What to work on: Count the lines below that contain the string "jeans", treating uppercase and lowercase as different. Reply with the number alone.

** Start of Task inputs **

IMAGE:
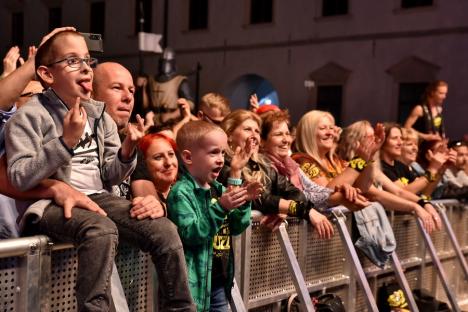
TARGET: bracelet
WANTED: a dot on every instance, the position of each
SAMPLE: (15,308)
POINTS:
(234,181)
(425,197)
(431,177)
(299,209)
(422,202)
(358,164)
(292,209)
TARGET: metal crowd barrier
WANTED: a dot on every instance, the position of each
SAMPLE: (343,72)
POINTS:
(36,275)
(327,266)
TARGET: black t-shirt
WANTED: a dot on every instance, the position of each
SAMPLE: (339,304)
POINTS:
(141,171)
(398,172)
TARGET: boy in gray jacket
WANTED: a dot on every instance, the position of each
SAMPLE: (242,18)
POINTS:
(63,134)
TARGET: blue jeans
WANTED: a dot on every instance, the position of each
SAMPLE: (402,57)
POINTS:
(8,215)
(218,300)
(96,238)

** End of Task inputs **
** Start of Task inputs **

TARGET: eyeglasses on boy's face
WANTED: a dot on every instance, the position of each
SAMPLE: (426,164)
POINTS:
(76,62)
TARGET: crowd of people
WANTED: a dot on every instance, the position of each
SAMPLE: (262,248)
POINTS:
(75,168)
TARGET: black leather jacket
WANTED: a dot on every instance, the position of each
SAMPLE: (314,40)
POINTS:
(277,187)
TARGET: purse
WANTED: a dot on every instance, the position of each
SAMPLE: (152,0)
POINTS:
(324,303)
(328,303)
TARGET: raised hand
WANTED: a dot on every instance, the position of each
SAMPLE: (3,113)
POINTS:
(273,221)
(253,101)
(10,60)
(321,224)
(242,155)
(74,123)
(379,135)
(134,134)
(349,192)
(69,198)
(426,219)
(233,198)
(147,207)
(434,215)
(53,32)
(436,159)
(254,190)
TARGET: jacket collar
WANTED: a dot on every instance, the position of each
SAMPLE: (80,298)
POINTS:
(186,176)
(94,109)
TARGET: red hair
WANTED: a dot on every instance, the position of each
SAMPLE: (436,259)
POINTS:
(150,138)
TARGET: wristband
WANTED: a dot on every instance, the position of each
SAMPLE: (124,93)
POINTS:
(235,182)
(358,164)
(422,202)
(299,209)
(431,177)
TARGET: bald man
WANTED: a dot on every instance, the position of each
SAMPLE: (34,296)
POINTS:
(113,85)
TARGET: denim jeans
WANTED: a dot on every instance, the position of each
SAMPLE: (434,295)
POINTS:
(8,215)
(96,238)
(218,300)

** End of Task inputs **

Answer to the exercise: 2